◆ Problem details: Without including any pictures, reproduce all the lines below word for word.

◆ Dataset records:
================================
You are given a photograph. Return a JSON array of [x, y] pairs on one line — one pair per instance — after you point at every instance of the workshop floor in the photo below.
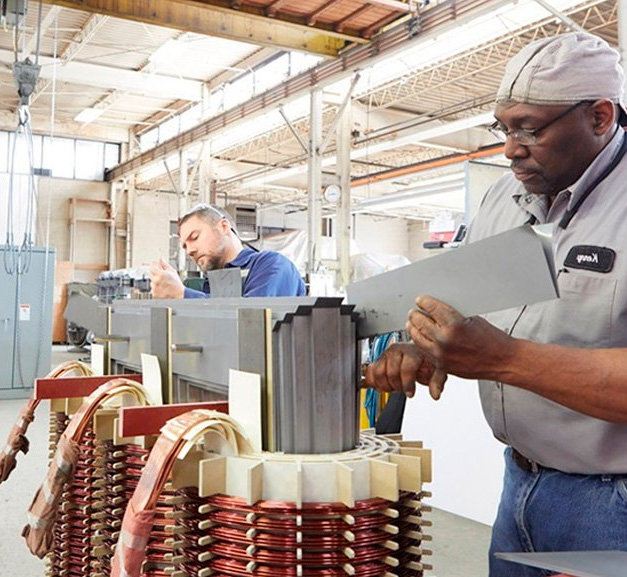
[[459, 545]]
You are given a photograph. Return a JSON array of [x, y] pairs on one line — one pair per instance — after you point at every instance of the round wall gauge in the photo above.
[[332, 193]]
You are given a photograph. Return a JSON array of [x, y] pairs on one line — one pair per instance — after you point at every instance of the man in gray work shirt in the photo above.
[[553, 376]]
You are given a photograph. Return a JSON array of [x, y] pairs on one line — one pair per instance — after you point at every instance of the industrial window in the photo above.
[[64, 157]]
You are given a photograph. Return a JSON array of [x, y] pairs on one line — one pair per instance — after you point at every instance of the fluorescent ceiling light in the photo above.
[[88, 115]]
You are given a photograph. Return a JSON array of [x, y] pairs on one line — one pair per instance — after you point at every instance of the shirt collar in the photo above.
[[530, 201], [242, 259]]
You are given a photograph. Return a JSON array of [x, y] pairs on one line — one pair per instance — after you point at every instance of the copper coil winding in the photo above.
[[230, 538], [237, 569]]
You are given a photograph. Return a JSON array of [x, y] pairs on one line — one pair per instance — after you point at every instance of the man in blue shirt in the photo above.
[[208, 236]]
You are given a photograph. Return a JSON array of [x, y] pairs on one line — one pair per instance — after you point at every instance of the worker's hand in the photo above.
[[468, 347], [165, 282], [398, 369]]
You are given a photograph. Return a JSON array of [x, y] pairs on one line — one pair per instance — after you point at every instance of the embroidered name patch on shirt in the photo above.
[[588, 257]]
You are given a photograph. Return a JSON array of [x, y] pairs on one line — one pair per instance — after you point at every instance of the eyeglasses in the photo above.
[[527, 137]]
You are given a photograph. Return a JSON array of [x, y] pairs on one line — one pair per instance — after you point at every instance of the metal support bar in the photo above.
[[339, 113], [186, 348], [167, 168], [563, 17], [314, 179], [343, 170], [293, 130], [111, 339]]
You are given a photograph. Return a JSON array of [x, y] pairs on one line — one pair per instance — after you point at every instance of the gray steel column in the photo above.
[[182, 201], [343, 220], [314, 181], [622, 32], [205, 174], [113, 200]]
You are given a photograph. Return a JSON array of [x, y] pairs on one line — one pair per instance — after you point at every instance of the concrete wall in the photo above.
[[381, 234], [150, 236]]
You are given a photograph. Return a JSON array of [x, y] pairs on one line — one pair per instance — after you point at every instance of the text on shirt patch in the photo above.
[[588, 257]]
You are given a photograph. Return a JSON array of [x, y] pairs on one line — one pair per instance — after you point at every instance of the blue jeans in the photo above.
[[554, 511]]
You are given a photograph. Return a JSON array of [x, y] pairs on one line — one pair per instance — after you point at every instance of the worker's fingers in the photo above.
[[155, 269], [436, 384], [165, 265], [377, 376], [440, 313]]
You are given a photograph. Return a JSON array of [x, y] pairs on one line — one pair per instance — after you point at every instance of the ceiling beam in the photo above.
[[66, 129], [85, 74], [212, 20]]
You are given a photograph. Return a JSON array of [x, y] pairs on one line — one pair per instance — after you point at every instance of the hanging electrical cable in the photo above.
[[49, 187], [18, 256]]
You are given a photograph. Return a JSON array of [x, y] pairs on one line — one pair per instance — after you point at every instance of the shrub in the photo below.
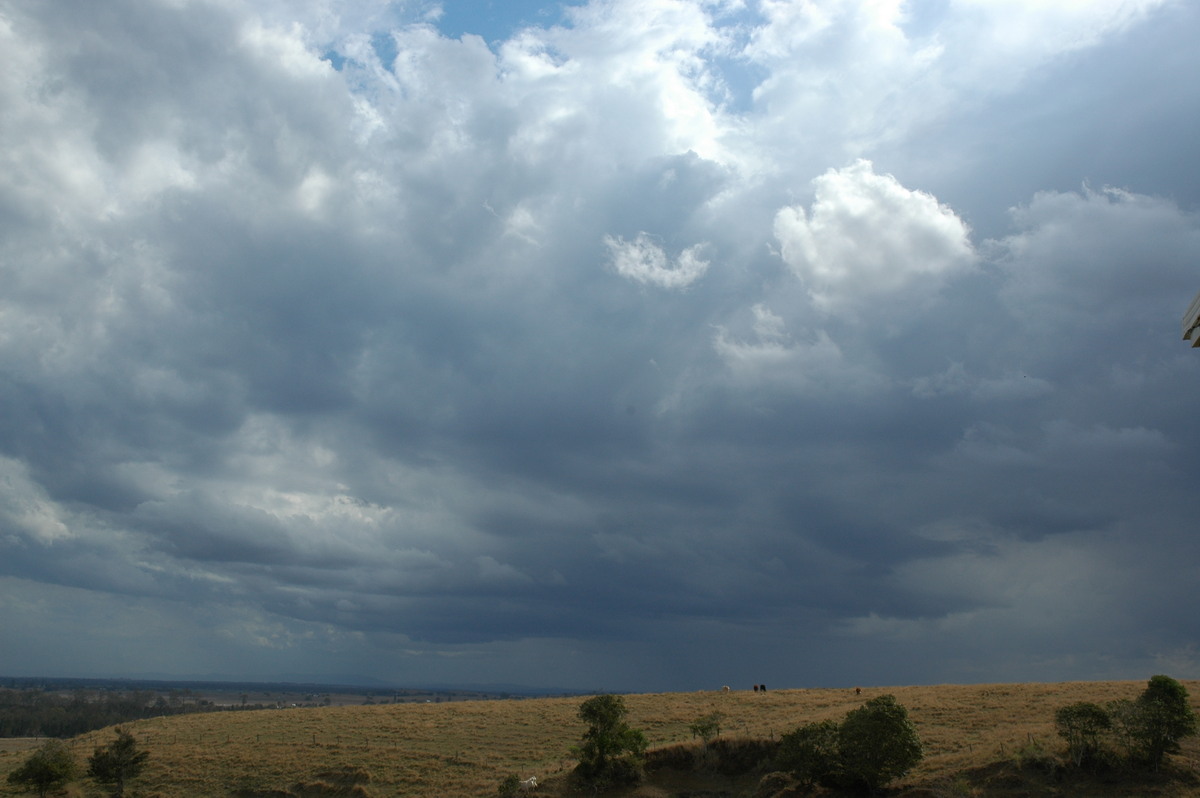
[[810, 753], [877, 743], [1152, 726], [117, 762], [873, 745], [611, 753], [49, 767], [1081, 725]]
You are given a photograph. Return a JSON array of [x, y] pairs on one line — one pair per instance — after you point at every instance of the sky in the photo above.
[[624, 345]]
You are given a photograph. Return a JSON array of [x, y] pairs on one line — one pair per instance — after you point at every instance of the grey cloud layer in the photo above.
[[635, 352]]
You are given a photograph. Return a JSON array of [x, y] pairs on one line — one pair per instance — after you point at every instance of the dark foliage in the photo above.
[[117, 762], [611, 753], [51, 766]]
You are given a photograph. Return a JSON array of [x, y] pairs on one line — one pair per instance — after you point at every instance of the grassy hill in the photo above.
[[979, 741]]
================================
◆ Written answer:
You are given a photograph. Return a JSON array of [x, y] pairs on one line — one pair per instance — after you point at every instance of the workshop floor in the photo below.
[[459, 545]]
You are given a photograph. Return a JSON array of [x, y] pairs on one line — one pair per instance — after you point at every instance of the round wall gauge in the photo above.
[[332, 193]]
You are given a photograph. Return a JSON array of [x, y] pairs on one line — one pair per instance — after you point at every instance of the man in gray work shirt in the photo above.
[[553, 376]]
You are given a photograph. Return a JSON array of [x, y] pairs on one line — one pair per instance — after you point at every instance of the industrial window in the photo above.
[[64, 157]]
You are given a photograph. Return a JSON array of [x, y] pairs on one line — one pair per instance — after you point at every instance of the fluorescent ceiling light in the photo above.
[[88, 115]]
You are given a photograph. Return a JSON array of [x, y] pairs on one line — one pair per instance — after you point at every instance of the shirt collar in the photo above.
[[530, 201], [242, 259]]
You are given a photograph. Return a JSON array of [x, y] pairs on one line — one pair per instance — after you point at every instance of the copper coil winding in the photo above.
[[230, 538], [237, 569]]
You are given a photograph. Return a JSON array of [x, y] pairs on one line — one pair per instance — after you point at every instance of the man in blue shirt in the photo above.
[[208, 236]]
You are given a photograph. Return a JSON array of [x, y] pairs on one line — one pair per instance — after you point at every instance of the worker's hand in the photo above.
[[468, 347], [165, 282], [398, 369]]
You are given a photograph. Return a JSON array of [x, y] pairs on one line — one pair per instance — after you point at every instance of the embroidered name patch on shirt in the photo above.
[[588, 257]]
You are given a photograph. Return a JSON array of [x, y] pairs on one line — one pair per instance — after you point at every instance of the eyeglasses in the photo above.
[[527, 137]]
You are given a photograph. Return a JSON array of [x, y] pairs on one line — one pair per instance — after you point at every instance of the metal support bar in the photo above.
[[339, 113], [186, 348], [167, 168], [563, 17], [314, 179], [343, 170], [293, 130], [111, 339]]
You are given a photograph. Return a JSON array of [x, y] pairs on one line — one pair per instance — after you point at every instance of the gray steel column in the photo above.
[[182, 201], [343, 220], [314, 181], [622, 32], [205, 174], [113, 200]]
You are given a photograph. Return a JSON array of [x, y] pairs on one line — one pair per instance — after you point at every instance of the concrete wall in the photo above.
[[381, 234], [150, 236]]
You are given a photograph. Return a JSON array of [x, y] pairs on one line — one pair per instance — after you point at every instance of the text on shirt patch in the photo above.
[[588, 257]]
You are given a photograph. Return a JSON array of [x, y] pairs on one line — one pair per instance — after you point at every instance of the blue jeans in the photo above.
[[554, 511]]
You are given a photograph. Return a JSON array of [x, y] pairs on one line — one pair per instance — after you point at every instance of the worker's fingers in the photo above.
[[155, 269], [436, 384], [165, 265], [377, 376], [440, 313]]
You are given a photograph. Return a JSON array of [x, y] pairs on one line — one pair per instance — after you point at every instance of the ceiling beam in the photo above.
[[66, 129], [85, 74], [212, 20]]
You are given a photograph. Return a JSON array of [x, y] pairs on one line — one pair per instance — after you point at every instance of the hanging electrical cable in the photo above.
[[49, 187], [18, 256]]
You are given a photograph. Return a JSON array of [x, y] pairs on one line — one pair per instance — after you point at every instance of the shrub in the photo below.
[[810, 753], [877, 743], [1152, 726], [117, 762], [873, 745], [611, 753], [49, 767], [1081, 725]]
You are given a photograph. Return a JSON array of [x, y] pairs on one line — one pair per instance — after you point at every instance of the sky in the photo above.
[[624, 345]]
You are given a photograph. Return a JSON array of [x, y] pairs on one line — one pair per instance — after you point at every instance of the grey cloud layer in the photo above.
[[635, 352]]
You are given a photograph. Return a JSON array of [x, y] pairs on one line — one pair per instance — after you point at every instance of the dark foliage in the photo above.
[[117, 762], [611, 753], [51, 766]]
You are given a photograph. Return a JSON array of [x, y] pairs on one line — one pair per instance — after you point at every instance of the grassy hill in the photo above.
[[979, 741]]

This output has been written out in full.